**Exercise aim:**
The entries below contain a line with "Target: ski track in snow" and a line with "Target: packed snow". Quote exactly those two lines and all lines between them.

**Source records:**

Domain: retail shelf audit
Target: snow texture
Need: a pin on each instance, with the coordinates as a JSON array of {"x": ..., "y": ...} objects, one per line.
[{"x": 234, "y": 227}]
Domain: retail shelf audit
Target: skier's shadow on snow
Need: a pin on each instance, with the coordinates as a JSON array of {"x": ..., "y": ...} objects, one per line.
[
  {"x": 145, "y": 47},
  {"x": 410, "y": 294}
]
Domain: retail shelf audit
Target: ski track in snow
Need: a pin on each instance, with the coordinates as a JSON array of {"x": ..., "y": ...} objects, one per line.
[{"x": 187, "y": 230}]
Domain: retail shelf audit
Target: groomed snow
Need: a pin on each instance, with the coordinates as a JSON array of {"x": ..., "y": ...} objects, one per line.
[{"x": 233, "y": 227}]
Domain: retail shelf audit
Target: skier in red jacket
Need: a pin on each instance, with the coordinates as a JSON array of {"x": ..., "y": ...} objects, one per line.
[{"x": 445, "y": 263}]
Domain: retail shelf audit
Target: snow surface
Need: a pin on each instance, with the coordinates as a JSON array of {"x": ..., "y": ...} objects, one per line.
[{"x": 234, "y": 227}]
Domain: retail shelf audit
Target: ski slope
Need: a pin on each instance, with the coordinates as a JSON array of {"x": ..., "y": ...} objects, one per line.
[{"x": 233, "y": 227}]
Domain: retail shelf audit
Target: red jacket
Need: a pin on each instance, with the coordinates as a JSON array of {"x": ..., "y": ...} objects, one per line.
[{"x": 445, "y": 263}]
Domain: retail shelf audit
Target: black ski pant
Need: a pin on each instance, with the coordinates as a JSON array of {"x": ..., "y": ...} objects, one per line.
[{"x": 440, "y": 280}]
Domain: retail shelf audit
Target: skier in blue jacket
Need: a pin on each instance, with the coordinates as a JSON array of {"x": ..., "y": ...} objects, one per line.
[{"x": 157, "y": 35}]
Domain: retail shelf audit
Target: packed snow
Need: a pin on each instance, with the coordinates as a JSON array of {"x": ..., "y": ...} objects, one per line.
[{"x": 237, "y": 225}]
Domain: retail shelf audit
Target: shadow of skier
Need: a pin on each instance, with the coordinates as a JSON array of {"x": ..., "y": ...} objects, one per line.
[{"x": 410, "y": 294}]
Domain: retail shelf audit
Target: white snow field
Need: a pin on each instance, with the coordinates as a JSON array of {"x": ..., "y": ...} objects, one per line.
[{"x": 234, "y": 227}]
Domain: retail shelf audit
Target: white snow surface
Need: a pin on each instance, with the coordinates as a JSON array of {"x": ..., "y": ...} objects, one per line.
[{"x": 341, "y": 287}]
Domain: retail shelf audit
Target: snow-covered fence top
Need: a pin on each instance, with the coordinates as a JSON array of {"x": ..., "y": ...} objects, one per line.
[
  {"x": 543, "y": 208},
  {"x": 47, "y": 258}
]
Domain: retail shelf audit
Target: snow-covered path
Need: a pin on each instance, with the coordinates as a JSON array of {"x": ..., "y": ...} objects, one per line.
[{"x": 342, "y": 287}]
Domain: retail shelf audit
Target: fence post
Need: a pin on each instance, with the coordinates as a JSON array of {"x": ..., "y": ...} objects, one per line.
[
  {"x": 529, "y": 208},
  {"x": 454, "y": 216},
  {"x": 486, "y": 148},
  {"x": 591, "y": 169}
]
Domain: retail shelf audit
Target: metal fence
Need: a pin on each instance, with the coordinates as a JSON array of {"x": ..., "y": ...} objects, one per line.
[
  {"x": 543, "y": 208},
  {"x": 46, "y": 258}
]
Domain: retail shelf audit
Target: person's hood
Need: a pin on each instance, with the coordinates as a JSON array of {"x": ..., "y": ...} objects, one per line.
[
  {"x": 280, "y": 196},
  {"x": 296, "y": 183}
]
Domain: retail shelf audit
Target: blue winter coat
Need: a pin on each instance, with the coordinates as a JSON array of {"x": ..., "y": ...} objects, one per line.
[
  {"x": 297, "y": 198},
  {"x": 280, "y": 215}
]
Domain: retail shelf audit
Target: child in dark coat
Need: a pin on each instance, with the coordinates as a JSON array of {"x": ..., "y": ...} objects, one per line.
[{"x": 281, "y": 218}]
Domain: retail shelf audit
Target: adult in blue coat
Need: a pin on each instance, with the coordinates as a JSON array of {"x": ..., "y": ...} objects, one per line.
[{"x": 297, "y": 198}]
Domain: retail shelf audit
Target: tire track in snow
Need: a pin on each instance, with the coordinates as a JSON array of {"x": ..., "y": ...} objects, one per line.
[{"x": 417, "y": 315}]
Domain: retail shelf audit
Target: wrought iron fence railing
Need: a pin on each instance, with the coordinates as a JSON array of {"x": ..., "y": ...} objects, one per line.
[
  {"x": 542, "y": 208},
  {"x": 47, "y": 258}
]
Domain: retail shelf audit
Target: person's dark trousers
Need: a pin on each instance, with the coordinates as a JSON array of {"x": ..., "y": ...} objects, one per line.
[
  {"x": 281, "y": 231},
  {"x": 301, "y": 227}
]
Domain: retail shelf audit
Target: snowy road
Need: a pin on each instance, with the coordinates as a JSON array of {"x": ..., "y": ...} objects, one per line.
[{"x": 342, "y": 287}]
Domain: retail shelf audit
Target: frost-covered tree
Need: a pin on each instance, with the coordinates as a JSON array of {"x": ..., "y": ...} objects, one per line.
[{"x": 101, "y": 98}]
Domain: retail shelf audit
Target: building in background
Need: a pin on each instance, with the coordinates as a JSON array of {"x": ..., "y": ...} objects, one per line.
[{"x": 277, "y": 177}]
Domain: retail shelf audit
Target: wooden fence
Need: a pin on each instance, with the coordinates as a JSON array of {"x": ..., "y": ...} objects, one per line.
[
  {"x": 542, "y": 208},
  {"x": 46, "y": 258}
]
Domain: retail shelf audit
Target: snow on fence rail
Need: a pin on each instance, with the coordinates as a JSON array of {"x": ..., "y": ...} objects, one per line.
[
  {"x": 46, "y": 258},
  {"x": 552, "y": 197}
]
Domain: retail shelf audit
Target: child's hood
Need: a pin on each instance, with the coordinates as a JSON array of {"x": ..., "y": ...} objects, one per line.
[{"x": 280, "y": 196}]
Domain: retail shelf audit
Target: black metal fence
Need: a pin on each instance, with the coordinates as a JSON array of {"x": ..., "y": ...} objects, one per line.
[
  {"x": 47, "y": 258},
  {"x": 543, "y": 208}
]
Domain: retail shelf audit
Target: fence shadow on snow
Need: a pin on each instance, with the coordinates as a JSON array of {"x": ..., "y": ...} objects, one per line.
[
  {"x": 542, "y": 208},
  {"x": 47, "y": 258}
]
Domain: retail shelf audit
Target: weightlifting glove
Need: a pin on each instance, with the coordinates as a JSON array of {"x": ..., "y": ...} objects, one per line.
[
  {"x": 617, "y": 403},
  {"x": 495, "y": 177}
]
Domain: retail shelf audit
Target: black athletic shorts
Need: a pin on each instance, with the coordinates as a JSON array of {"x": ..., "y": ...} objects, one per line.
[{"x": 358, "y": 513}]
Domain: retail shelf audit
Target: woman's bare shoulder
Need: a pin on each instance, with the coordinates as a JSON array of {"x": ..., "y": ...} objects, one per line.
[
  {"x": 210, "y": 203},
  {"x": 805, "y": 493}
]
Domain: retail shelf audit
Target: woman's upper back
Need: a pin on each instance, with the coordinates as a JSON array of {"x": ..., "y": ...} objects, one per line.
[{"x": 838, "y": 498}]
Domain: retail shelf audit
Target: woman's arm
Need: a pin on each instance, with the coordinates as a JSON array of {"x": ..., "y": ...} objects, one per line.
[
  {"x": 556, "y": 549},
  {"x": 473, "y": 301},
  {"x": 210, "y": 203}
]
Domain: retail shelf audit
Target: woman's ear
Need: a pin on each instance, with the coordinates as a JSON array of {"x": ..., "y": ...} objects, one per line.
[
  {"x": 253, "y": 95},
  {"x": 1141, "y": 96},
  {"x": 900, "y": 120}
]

**Exercise solution:**
Target: ski track in snow
Need: a pin on each instance, with the coordinates as a JSON array of {"x": ..., "y": ...} objects, one per line.
[{"x": 187, "y": 230}]
Domain: retail shelf audit
Target: groomed snow
Need: a pin on each instance, with the coordinates as a JSON array of {"x": ..., "y": ...} objects, one per line.
[{"x": 233, "y": 227}]
Domain: retail shelf audit
Target: skier in red jacket
Need: a pin on each instance, with the coordinates as a JSON array of {"x": ..., "y": ...} objects, one per line.
[{"x": 445, "y": 263}]
Domain: retail shelf audit
Target: snow surface
Need: a pin on each instance, with the coordinates as a JSON array of {"x": ..., "y": ...} objects, one per line.
[{"x": 234, "y": 227}]
Domain: retail shelf audit
Target: ski slope
Need: a pin on each instance, with the coordinates as a JSON array of {"x": ..., "y": ...} objects, one per line.
[{"x": 233, "y": 227}]
Domain: retail shelf audit
Target: red jacket
Need: a pin on each instance, with the coordinates as a JSON array of {"x": ..., "y": ...} objects, one per line.
[{"x": 445, "y": 263}]
Domain: retail shelf audit
Target: black ski pant
Need: a pin on each instance, with the coordinates as a JSON array of {"x": ..., "y": ...} objects, one per line.
[{"x": 440, "y": 280}]
Domain: retail shelf audit
Target: skier in blue jacket
Need: a pin on each instance, with the coordinates as a JSON array of {"x": ..., "y": ...} objects, one per line.
[{"x": 157, "y": 35}]
Domain: retail shelf audit
Target: packed snow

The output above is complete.